==== DATASET EXCERPTS

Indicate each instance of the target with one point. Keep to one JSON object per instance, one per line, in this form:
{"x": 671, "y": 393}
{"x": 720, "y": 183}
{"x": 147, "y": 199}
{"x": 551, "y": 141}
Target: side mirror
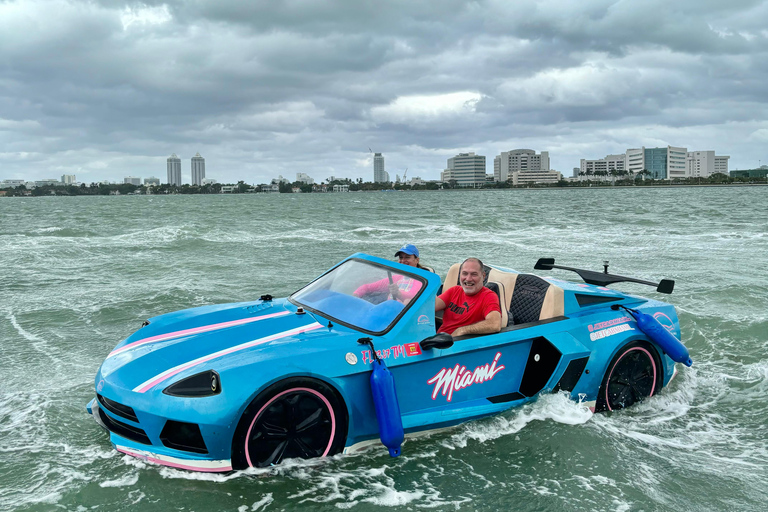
{"x": 440, "y": 340}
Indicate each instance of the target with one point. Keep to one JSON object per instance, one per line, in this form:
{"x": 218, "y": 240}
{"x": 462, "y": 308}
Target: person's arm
{"x": 491, "y": 324}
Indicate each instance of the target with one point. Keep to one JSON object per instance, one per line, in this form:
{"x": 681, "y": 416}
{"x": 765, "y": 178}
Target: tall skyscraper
{"x": 198, "y": 169}
{"x": 174, "y": 170}
{"x": 379, "y": 174}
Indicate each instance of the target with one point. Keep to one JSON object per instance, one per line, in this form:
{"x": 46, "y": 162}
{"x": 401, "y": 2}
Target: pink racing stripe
{"x": 164, "y": 462}
{"x": 149, "y": 384}
{"x": 195, "y": 330}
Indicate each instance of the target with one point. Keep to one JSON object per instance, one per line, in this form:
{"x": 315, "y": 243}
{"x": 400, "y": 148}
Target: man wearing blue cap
{"x": 400, "y": 287}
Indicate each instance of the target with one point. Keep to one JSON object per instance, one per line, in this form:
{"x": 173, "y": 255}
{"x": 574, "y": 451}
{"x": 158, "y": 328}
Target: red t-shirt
{"x": 462, "y": 309}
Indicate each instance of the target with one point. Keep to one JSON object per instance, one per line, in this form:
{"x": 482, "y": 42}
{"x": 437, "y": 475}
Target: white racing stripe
{"x": 209, "y": 466}
{"x": 152, "y": 382}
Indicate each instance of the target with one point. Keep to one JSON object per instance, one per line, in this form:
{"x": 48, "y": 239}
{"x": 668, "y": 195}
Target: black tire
{"x": 633, "y": 374}
{"x": 293, "y": 418}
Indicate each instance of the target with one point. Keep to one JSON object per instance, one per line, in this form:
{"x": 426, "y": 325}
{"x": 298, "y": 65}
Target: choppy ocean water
{"x": 79, "y": 274}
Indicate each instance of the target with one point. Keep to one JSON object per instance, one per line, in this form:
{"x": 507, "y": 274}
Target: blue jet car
{"x": 224, "y": 387}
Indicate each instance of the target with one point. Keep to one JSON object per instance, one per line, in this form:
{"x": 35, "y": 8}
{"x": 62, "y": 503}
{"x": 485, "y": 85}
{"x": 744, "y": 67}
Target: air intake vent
{"x": 123, "y": 430}
{"x": 116, "y": 408}
{"x": 183, "y": 436}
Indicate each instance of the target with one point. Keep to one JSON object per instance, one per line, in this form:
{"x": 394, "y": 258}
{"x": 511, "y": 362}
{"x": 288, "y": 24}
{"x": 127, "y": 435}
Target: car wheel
{"x": 294, "y": 418}
{"x": 633, "y": 374}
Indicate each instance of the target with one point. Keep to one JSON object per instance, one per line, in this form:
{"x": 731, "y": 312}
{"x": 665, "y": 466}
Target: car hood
{"x": 187, "y": 342}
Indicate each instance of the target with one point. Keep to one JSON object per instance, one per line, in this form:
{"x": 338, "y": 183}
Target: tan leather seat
{"x": 523, "y": 298}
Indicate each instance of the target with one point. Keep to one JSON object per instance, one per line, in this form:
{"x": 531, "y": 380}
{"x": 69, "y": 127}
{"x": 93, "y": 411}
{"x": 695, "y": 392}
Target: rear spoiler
{"x": 604, "y": 278}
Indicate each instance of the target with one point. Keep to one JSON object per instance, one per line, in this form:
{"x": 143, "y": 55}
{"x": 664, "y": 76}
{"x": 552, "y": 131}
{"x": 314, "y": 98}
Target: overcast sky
{"x": 105, "y": 89}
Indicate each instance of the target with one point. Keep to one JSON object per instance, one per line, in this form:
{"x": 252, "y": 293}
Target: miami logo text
{"x": 459, "y": 377}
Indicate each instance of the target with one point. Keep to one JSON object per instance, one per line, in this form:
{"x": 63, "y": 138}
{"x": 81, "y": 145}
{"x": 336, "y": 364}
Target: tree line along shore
{"x": 95, "y": 189}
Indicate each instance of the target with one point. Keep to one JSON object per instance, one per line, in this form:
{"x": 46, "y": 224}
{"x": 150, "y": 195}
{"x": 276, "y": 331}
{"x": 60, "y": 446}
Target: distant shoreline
{"x": 534, "y": 187}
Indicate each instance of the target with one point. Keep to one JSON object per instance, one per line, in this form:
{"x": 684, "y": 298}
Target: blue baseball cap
{"x": 408, "y": 249}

========

# DIRECTIONS FOR THIS TASK
Give the entries again word for word, but skip the pictures.

# EXERCISE RESPONSE
Indicate each instance of the target with one point. Keep to one JSON object per instance, one per line, in this form:
{"x": 671, "y": 393}
{"x": 720, "y": 183}
{"x": 147, "y": 199}
{"x": 551, "y": 141}
Target: side mirror
{"x": 440, "y": 340}
Indicate each instance of the target with one point. Keep to one JSON object per instance, one per line, in this form:
{"x": 218, "y": 240}
{"x": 462, "y": 308}
Target: person's arm
{"x": 491, "y": 324}
Indicate each instance of the target with one point. Keep to one JSON object per instance, one per line, in this form:
{"x": 681, "y": 416}
{"x": 765, "y": 178}
Target: tall skyscraper
{"x": 198, "y": 169}
{"x": 174, "y": 170}
{"x": 379, "y": 174}
Indicate each instance of the target with one point. Keep to one JSON object per instance, one per line, in this form:
{"x": 46, "y": 162}
{"x": 401, "y": 2}
Target: pink racing stripe
{"x": 164, "y": 462}
{"x": 149, "y": 384}
{"x": 195, "y": 330}
Indicate each instance of the target with one point. Keep to one JSON object per instance, one per line, in this form:
{"x": 315, "y": 243}
{"x": 400, "y": 148}
Target: man wearing blue cap
{"x": 400, "y": 287}
Indicate each instance of the target with one point. Keep to one JSON object per instance, one per line, in this form:
{"x": 173, "y": 255}
{"x": 574, "y": 451}
{"x": 158, "y": 328}
Target: red t-shirt
{"x": 462, "y": 309}
Indicate each instance of the target with one point. Keep to one JSON object per instance, one per line, in this form:
{"x": 482, "y": 42}
{"x": 437, "y": 475}
Target: white racing stripe
{"x": 209, "y": 466}
{"x": 152, "y": 382}
Indicate each instance of the target with one point. Keep to one JSON object per instance, one per line, in this form:
{"x": 48, "y": 239}
{"x": 668, "y": 195}
Target: black tire
{"x": 633, "y": 374}
{"x": 293, "y": 418}
Indicate each instance of the target with one point. Keep to one JSON object per instance, one per line, in this form:
{"x": 426, "y": 325}
{"x": 298, "y": 65}
Target: choppy ocean water
{"x": 79, "y": 274}
Indicate each instance of the target with one point. Keep to one JSON object per instance, one per line, in this form:
{"x": 507, "y": 274}
Target: blue jet car
{"x": 224, "y": 387}
Indicate each instance of the target with one point. Keep to one JSON object per instance, one per line, in this form:
{"x": 35, "y": 8}
{"x": 62, "y": 503}
{"x": 485, "y": 85}
{"x": 744, "y": 67}
Target: air intake vent
{"x": 123, "y": 430}
{"x": 116, "y": 408}
{"x": 183, "y": 436}
Indicate each instance of the target with one point. Keep to one JSON object per instance, one per line, in this form:
{"x": 394, "y": 258}
{"x": 511, "y": 362}
{"x": 288, "y": 24}
{"x": 127, "y": 435}
Target: car wheel
{"x": 294, "y": 418}
{"x": 633, "y": 374}
Indicate each instance of the target with one point. Keep to one JSON object per instance, one per line, in this form:
{"x": 731, "y": 312}
{"x": 665, "y": 466}
Target: car hood
{"x": 187, "y": 342}
Indicate each instance of the target with one point. Keep to one JSON object per instance, one per line, in this form:
{"x": 338, "y": 183}
Target: tan leather seat
{"x": 523, "y": 298}
Indicate each instance of the target with one point. Keep to one JSON object per instance, one per line, in this form:
{"x": 531, "y": 380}
{"x": 69, "y": 127}
{"x": 93, "y": 411}
{"x": 695, "y": 392}
Target: rear spoiler
{"x": 604, "y": 278}
Indicate each instance of the target with one point. Keep to one JSON object per instance, one per line, in this form:
{"x": 143, "y": 55}
{"x": 664, "y": 76}
{"x": 552, "y": 131}
{"x": 314, "y": 98}
Target: overcast sky
{"x": 105, "y": 89}
Indicate each instance of the target with one point. Keep to one JSON object per instance, one per line, in this form:
{"x": 252, "y": 293}
Target: miami logo text
{"x": 459, "y": 377}
Indicate each instance of the target with one point. Keep to one JSON object per instance, one per line, in this form:
{"x": 63, "y": 138}
{"x": 81, "y": 145}
{"x": 336, "y": 364}
Target: tree line along shore
{"x": 95, "y": 189}
Indicate each instance of the target with one point. Keep to one JSON object per instance, one per line, in this form:
{"x": 46, "y": 224}
{"x": 150, "y": 195}
{"x": 276, "y": 331}
{"x": 60, "y": 446}
Target: distant shoreline
{"x": 534, "y": 187}
Indicate each instance of the target with one point. Keep to one JSON object per instance, one per line, in this form:
{"x": 684, "y": 298}
Target: blue baseball cap
{"x": 408, "y": 249}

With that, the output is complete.